┏━━

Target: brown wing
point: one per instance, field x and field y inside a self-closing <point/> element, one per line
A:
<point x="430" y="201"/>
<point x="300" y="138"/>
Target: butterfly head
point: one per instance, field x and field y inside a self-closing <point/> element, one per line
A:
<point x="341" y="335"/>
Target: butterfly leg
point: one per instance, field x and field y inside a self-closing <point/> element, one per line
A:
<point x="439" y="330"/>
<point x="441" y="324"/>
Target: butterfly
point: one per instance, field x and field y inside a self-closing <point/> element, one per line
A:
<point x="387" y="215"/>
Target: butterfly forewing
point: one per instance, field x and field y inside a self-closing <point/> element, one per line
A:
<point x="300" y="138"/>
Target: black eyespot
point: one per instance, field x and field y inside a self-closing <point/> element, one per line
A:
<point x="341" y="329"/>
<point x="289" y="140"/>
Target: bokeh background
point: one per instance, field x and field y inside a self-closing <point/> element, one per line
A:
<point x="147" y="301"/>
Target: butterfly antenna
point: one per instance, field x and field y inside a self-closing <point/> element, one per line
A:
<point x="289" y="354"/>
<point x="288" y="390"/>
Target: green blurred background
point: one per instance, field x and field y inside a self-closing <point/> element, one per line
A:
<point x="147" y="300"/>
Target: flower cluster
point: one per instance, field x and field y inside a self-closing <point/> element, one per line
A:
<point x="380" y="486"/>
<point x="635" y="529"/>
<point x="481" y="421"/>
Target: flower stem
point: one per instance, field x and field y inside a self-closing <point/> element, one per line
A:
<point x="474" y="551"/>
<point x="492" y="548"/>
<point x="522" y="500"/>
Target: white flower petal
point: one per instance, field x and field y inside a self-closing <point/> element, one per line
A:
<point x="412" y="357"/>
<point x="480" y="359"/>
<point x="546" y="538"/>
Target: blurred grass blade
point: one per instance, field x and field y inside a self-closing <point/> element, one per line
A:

┗━━

Set down every line of the listing above again, exactly as given.

### Response
Target: brown wing
point: one per instance, field x and field y inside a self-closing <point/> element, one per line
A:
<point x="430" y="201"/>
<point x="300" y="138"/>
Target: butterfly head
point: one per instance, field x and field y inside a self-closing <point/> element, one per line
A:
<point x="341" y="335"/>
Target: butterfly leg
point: one per instance, field x and field y inside a self-closing <point/> element, one per line
A:
<point x="439" y="330"/>
<point x="441" y="324"/>
Target: butterfly
point: one per instance, field x and field y inside a self-closing <point/> element, one per line
A:
<point x="387" y="215"/>
Target: butterfly forewing
point: one per instance, field x and field y inside a self-closing <point/> element, one per line
A:
<point x="300" y="138"/>
Target: black eyespot
point: one per instance, field x and field y inside a self-closing <point/> element, one per line
A:
<point x="341" y="329"/>
<point x="289" y="140"/>
Target: bokeh background
point: one per instance, field x and field y inside a self-closing <point/> element, one per line
A:
<point x="147" y="301"/>
Target: butterfly antenna
point: one per instance, field x and field y inside a self-closing <point/> element, one per line
A:
<point x="289" y="354"/>
<point x="288" y="390"/>
Target: green blurred background
point: one per instance, field x and field y inside a self-closing <point/> element, one per line
A:
<point x="147" y="300"/>
Target: flower cluster
point: one per instance, field x and field y inside a self-closing <point/> element, one per line
A:
<point x="380" y="486"/>
<point x="635" y="529"/>
<point x="481" y="421"/>
Target: flower stem
point: one per instance, field x and field y inside a self-closing <point/> element, one per line
A:
<point x="474" y="551"/>
<point x="492" y="548"/>
<point x="522" y="500"/>
Target: white flower petal
point: one per instance, field x and field y inside a self-closing <point/> element, one per line
A:
<point x="412" y="357"/>
<point x="480" y="359"/>
<point x="546" y="538"/>
Target: blurred grass blade
point: one per instance, field x and field y inside a self-closing <point/> element, one per line
A:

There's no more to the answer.